• [Exercises]
a: Repeat the MEDIROM Form 6-K cover page word for word, everything from "MEDIROM HEALTHCARE TECHNOLOGIES" down to "Principal Executive Offices)".
b: Answer these questions from the MEDIROM Form 6-K cover page:
(i) For which month is the report filed?
(ii) What Commission File Number is listed?
(iii) In which city are the principal executive offices located?
c: Take the MEDIROM Form 6-K cover page further, continuing after its final line.

6-K 1 tm2128204d1_6k.htm FORM 6-K

 
 

 

UNITED STATES
SECURITIES AND EXCHANGE COMMISSION

WASHINGTON, D.C. 20549

 

FORM 6-K

 

REPORT OF FOREIGN PRIVATE ISSUER
PURSUANT TO RULE 13a-16 OR 15d-16
UNDER THE SECURITIES EXCHANGE ACT OF 1934

 

For the month of September, 2021

 

Commission File Number 001-39809

 

MEDIROM HEALTHCARE TECHNOLOGIES INC.
(Exact name of registrant as specified in its charter)

 

2-3-1 Daiba, Minato-ku
Tokyo 135-0091, Japan

(Address of Principal Executive Offices)

• [Listed records]
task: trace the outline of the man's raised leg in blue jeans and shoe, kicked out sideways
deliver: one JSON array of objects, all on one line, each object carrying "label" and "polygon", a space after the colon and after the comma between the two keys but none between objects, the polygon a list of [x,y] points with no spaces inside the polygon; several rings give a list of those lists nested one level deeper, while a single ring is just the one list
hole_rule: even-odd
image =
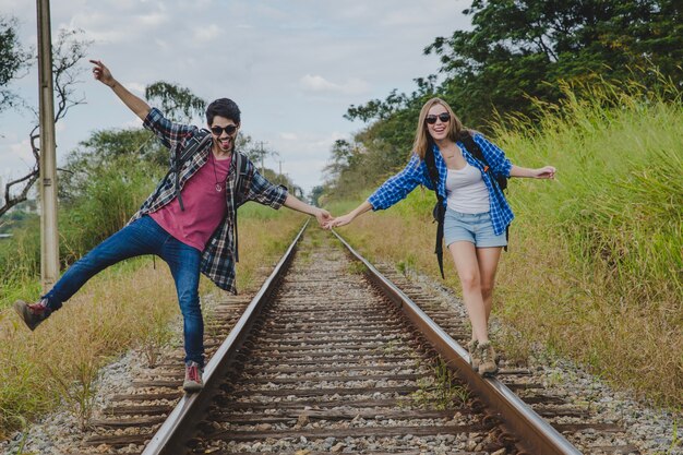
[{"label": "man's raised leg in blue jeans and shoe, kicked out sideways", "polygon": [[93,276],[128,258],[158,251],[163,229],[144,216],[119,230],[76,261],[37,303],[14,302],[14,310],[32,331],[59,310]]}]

---

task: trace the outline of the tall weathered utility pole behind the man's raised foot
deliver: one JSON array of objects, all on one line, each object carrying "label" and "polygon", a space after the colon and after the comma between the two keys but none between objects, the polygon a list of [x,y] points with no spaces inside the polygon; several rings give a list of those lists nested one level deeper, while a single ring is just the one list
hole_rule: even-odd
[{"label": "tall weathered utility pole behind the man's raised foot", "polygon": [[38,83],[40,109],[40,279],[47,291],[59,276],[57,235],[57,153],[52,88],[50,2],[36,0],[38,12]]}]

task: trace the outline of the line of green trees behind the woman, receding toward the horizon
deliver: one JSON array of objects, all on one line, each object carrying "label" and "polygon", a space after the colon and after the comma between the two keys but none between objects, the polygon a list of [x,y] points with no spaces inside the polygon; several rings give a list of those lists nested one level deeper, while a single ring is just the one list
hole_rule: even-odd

• [Results for each task]
a:
MEDIROM HEALTHCARE TECHNOLOGIES INC.
(Exact name of registrant as specified in its charter)

 

2-3-1 Daiba, Minato-ku
Tokyo 135-0091, Japan

(Address of Principal Executive Offices)

b:
(i) September 2021
(ii) 001-39809
(iii) Tokyo

c:
Indicate by check mark whether the registrant files or will file annual reports under cover of Form 20-F or Form 40-F:

 

x Form 20-F ¨ Form 40-F

 

Indicate by check mark if the registrant is submitting the Form 6-K in paper as permitted by Regulation S-T Rule 101(b)(1): ¨

 

Note: Regulation S-T Rule 101(b)(1) only permits the submission in paper of a Form 6-K if submitted solely to provide an attached annual report to security holders

 

Indicate by check mark if the registrant is submitting the Form 6-K in paper as permitted by Regulation S-T Rule 101(b)(7): ¨

 

Note: Regulation S-T Rule 101(b)(7) only permits the submission in paper of a Form 6-K if submitted to furnish a report or other document that the registrant foreign private issuer must furnish and make public under the laws of the jurisdiction in which the registrant is incorporated, domiciled or legally organized (the registrant’s “home country”), or under the rules of the home country exchange on which the registrant’s securities are traded, as long as the report or other document is not a press release, is not required to be and has not been distributed to the registrant’s security holders, and, if discussing a material event, has already been the subject of a Form 6-K submission or other Commission filing on EDGAR.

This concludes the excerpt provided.